:: Excerpted text ::

A large owl with a prominent white, heart-shaped facial disc, dark eyes, and no “ear” (feather) tufts. The legs are long and unfeathered. The plumage is sandy brown streaked with white and blue with pale or white underparts.
Nearly worldwide in distribution, the barn owl can be found in Australia, Asia, the Middle East, Africa, and Europe, as well as North and South America. It is most common between latitudes 40N and 40S of the equator. While not a common owl in the Midwest, there are breeding records from Minnesota and surrounding states.
A grassland species, the barn owl relies on open fields for hunting. As agriculture opened up the eastern forest in the 1800s, the barn owl's range expanded. Recent plowing and urbanization of grasslands has reduced the habitat available to barn owls (at least in the Midwest) and has caused a subsequent reduction of barn owl numbers in those areas.
A cavity nester, the barn owl takes readily to human-made structures, and they are well known in Europe for using buildings and church steeples as nest sites. This owl will also use properly placed nest boxes. Barn owls can be prolific breeders, hatching two broods in one year. In Europe, the typical number of young is three to six, but broods of up to 18 young have been reported.
A very nocturnal species, the barn owl hunts over fields and grasslands, preying primarily on rats and small microtine rodents. Its dependence on this food source makes it very susceptible to habitat loss.
Raptor Center Data
Only a few of these barn owls, which are very rare in the Upper Midwest, have been admitted to our clinic. Barn owls have been used in TRC education programs.
The barn owl is not considered part of Minnesota's avifauna; there have been less than 10 recorded nestings in the state. Wisconsin, Iowa, and five other midwestern states list it as an endangered species, and it is listed as a species of special concern in South Dakota and Nebraska.

:::

▶ Complete the following:
1 > Which U.S. states are named in the barn owl profile above?
2 > Answer these questions from the barn owl profile above:
(a) What is the typical number of young in Europe?
(b) What does the barn owl prey on primarily?
(c) How many recorded nestings has Minnesota had?

:: Data shown ::

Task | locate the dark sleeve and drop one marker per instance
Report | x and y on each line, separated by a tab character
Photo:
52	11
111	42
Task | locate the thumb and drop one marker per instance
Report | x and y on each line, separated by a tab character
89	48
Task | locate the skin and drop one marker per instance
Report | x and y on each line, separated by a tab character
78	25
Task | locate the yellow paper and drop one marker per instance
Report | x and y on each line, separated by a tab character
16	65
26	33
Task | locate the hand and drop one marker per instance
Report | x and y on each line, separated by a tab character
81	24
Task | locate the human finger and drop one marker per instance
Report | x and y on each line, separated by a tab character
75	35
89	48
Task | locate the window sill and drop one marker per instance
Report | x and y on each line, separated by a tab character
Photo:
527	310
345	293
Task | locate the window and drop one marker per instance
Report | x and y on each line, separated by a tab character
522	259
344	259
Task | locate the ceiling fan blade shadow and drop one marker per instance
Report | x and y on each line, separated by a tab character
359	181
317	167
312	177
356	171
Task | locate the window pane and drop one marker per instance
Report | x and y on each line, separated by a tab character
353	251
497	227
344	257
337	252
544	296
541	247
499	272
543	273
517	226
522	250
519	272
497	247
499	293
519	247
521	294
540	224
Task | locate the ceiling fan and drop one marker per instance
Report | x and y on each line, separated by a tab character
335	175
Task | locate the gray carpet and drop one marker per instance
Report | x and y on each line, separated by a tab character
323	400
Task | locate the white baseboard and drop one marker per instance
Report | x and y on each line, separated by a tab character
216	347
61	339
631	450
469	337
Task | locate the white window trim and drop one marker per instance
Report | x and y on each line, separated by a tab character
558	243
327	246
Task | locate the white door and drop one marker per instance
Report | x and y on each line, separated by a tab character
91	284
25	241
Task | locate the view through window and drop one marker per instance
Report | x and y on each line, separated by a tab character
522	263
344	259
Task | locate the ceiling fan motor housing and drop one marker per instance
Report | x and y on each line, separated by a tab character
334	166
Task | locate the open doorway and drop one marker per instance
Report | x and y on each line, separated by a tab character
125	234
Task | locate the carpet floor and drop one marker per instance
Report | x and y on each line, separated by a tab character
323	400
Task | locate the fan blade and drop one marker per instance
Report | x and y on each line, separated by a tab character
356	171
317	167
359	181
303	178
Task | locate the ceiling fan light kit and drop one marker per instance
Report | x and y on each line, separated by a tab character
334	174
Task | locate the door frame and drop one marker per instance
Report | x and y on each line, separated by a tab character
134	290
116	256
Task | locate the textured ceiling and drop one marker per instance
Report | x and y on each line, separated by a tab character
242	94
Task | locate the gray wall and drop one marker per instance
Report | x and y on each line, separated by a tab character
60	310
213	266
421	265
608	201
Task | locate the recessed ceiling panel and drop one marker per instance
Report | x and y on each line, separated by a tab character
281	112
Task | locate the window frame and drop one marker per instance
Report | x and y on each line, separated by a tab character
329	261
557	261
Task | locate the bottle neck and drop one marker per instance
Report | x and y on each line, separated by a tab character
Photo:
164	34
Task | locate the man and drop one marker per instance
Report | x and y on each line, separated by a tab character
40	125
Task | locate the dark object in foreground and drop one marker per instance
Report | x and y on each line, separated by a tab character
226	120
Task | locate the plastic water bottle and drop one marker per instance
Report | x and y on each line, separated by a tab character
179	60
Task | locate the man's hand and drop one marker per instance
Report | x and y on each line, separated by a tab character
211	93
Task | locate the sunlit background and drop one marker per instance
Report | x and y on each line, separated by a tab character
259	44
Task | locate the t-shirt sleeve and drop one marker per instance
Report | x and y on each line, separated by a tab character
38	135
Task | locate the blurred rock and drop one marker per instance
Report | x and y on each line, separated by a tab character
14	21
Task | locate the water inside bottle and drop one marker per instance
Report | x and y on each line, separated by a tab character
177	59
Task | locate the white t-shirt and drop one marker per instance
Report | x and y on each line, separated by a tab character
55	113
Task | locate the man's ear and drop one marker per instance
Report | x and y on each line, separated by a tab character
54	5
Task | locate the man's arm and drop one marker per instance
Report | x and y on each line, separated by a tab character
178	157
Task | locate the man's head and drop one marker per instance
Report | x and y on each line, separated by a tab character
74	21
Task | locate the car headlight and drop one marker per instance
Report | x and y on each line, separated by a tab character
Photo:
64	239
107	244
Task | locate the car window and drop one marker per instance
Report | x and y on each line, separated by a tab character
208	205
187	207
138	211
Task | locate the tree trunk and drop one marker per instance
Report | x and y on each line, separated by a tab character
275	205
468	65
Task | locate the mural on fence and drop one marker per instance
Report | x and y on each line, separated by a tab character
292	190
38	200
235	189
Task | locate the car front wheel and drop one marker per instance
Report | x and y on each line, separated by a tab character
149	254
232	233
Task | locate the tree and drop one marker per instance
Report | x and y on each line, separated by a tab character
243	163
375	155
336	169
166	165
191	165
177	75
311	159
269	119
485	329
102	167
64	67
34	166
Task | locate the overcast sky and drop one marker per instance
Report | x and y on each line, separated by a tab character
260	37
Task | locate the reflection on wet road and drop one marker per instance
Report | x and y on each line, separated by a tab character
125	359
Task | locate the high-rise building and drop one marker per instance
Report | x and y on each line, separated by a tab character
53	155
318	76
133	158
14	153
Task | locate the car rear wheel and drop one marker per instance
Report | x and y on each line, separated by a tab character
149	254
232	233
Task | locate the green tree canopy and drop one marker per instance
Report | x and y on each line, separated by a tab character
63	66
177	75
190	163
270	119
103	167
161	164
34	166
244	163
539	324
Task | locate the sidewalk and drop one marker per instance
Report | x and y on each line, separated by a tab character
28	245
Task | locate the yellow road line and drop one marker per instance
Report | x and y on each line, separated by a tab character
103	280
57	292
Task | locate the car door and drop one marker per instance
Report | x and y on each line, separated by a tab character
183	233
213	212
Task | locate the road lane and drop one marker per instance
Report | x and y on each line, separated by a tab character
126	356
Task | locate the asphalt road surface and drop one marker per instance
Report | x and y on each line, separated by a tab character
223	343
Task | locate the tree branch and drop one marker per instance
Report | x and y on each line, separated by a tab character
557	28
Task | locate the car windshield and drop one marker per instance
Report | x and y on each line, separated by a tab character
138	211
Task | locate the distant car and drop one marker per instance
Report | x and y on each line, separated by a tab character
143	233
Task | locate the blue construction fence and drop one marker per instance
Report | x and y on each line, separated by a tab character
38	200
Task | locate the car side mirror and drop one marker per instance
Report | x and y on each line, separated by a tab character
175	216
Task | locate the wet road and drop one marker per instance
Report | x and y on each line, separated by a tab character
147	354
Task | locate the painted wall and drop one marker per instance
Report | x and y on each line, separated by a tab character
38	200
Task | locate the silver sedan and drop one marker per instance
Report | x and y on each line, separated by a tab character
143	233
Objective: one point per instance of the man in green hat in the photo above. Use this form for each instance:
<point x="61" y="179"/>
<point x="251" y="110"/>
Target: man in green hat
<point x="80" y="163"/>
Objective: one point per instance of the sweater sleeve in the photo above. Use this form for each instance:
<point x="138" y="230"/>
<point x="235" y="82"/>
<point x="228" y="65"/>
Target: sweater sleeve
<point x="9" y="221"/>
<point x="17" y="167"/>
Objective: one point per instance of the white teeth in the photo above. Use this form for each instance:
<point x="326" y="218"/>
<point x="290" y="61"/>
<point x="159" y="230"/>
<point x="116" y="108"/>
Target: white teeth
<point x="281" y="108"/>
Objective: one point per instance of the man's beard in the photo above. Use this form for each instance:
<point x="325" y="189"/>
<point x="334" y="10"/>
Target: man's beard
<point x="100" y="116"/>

:::
:: Data shown ::

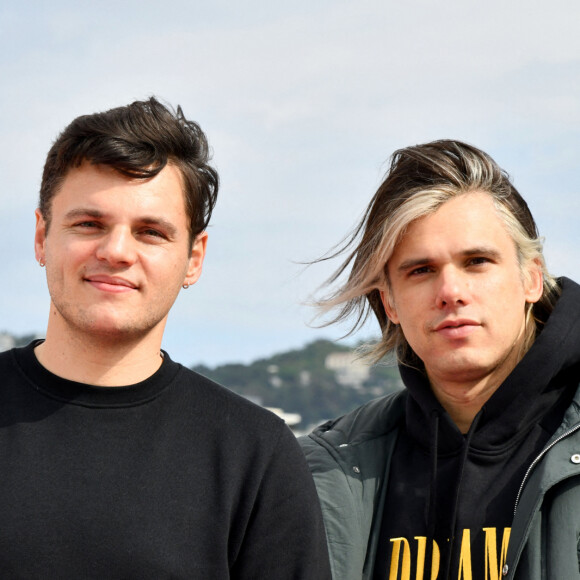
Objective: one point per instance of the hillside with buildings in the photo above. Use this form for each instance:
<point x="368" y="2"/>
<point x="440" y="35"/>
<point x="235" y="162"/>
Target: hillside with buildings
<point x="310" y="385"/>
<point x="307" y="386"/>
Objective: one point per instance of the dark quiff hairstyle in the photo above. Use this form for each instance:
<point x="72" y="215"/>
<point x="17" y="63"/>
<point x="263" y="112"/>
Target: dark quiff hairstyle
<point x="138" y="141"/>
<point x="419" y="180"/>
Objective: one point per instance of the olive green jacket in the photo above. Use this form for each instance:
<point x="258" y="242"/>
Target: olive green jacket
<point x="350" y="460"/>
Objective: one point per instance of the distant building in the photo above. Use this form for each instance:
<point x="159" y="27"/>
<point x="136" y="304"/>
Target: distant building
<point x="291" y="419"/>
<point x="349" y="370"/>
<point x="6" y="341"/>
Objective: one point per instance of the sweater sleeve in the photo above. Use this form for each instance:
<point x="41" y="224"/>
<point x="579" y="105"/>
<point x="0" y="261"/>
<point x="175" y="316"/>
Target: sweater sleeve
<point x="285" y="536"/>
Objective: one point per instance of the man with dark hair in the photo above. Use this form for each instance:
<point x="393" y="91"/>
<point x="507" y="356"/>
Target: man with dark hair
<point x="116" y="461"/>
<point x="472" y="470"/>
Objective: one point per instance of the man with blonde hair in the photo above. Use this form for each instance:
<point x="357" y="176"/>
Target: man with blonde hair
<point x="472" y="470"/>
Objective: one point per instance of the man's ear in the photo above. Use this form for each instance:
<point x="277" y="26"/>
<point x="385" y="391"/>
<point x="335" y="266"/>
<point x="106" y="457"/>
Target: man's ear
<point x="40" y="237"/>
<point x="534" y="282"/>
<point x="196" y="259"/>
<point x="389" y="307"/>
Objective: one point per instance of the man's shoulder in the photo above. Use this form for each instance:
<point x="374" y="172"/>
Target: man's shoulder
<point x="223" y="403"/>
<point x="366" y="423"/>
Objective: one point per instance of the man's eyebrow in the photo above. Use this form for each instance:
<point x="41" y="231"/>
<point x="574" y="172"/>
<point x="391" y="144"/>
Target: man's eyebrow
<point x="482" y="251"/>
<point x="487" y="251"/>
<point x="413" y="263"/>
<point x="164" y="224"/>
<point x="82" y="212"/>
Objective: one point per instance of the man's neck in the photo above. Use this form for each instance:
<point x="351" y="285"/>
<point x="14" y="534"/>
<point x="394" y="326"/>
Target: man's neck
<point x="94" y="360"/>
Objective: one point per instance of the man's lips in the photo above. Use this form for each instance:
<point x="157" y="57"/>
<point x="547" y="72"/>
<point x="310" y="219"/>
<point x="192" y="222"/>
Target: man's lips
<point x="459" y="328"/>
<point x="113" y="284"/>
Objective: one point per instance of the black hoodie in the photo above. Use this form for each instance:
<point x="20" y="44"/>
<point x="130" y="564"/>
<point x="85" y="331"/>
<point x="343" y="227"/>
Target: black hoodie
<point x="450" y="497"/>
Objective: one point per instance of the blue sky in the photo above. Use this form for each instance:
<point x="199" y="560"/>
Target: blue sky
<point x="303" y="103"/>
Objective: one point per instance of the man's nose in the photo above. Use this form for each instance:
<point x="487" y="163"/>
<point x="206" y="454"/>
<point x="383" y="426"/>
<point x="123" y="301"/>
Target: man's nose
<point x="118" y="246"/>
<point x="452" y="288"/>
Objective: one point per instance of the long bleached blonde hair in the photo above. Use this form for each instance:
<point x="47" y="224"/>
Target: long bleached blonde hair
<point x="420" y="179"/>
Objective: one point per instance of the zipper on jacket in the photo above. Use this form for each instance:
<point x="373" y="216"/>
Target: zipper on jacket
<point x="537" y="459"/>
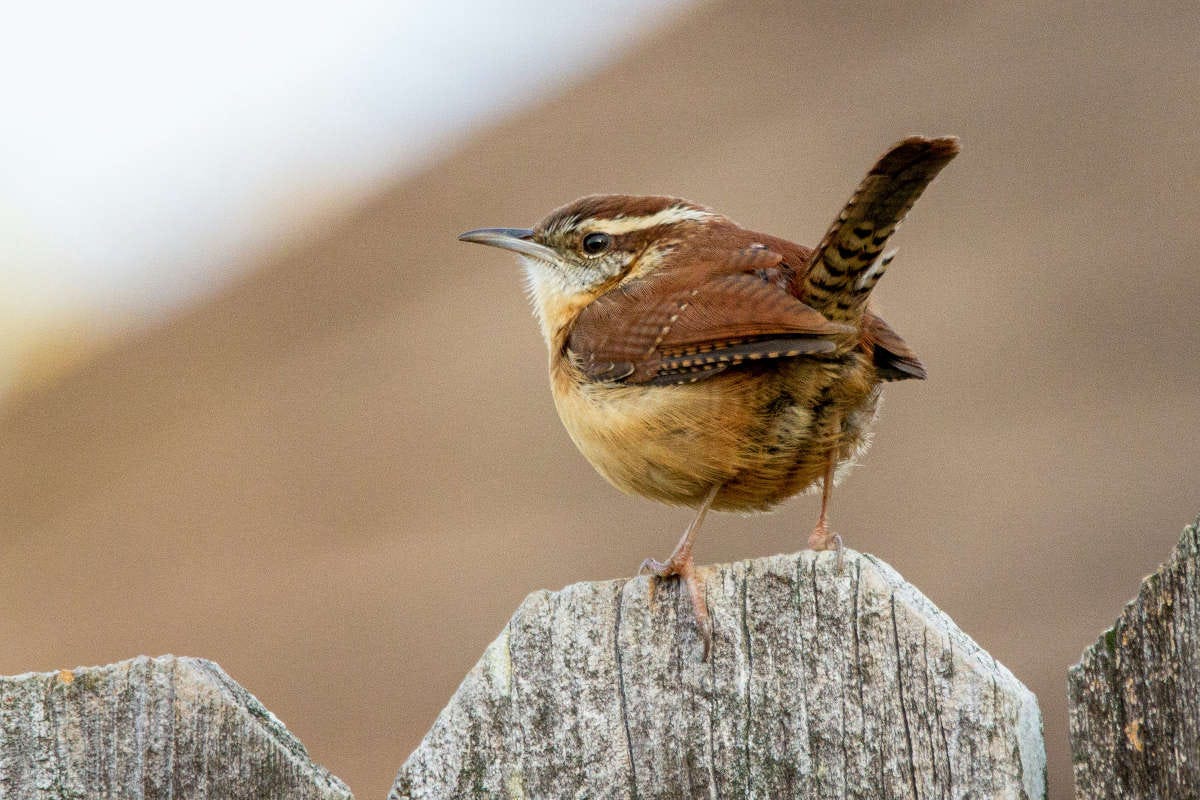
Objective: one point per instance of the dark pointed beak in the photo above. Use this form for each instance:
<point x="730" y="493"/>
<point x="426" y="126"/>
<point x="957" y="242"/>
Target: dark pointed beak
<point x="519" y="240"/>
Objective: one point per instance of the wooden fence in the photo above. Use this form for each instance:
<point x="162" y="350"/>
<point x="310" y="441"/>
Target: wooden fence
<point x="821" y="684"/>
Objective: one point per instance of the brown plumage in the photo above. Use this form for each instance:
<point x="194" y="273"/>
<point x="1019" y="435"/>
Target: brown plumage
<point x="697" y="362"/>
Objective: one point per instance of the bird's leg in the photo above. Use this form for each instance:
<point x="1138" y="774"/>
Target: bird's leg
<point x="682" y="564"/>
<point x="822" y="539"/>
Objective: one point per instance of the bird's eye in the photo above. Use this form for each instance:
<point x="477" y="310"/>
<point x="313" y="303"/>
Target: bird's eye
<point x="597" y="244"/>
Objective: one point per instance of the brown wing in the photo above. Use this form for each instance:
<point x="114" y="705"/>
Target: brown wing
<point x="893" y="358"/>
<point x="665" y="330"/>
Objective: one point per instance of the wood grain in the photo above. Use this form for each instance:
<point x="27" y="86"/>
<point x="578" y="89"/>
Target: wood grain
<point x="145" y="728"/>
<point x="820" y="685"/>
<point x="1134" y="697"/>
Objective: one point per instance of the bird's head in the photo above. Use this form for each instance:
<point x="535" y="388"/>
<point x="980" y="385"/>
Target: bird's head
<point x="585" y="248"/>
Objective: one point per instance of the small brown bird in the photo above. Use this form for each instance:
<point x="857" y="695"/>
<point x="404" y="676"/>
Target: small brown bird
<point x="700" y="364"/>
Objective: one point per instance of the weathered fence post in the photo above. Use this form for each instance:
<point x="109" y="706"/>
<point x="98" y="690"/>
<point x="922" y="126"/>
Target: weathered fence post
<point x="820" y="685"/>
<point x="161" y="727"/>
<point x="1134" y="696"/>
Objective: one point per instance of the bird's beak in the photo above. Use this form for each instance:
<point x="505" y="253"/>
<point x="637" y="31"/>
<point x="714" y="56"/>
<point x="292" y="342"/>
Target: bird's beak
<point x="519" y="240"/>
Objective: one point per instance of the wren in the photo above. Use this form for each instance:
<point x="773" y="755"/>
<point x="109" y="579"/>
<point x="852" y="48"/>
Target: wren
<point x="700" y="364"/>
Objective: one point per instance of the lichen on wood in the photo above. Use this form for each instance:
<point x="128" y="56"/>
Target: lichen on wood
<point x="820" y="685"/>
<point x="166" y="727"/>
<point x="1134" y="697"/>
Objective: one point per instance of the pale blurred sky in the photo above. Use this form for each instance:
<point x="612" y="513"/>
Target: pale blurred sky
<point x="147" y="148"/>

:::

▶ Your written answers:
1 > Minnesota, Wisconsin, Iowa, South Dakota, Nebraska

2 >
(a) Three to six
(b) Rats and small microtine rodents
(c) Less than 10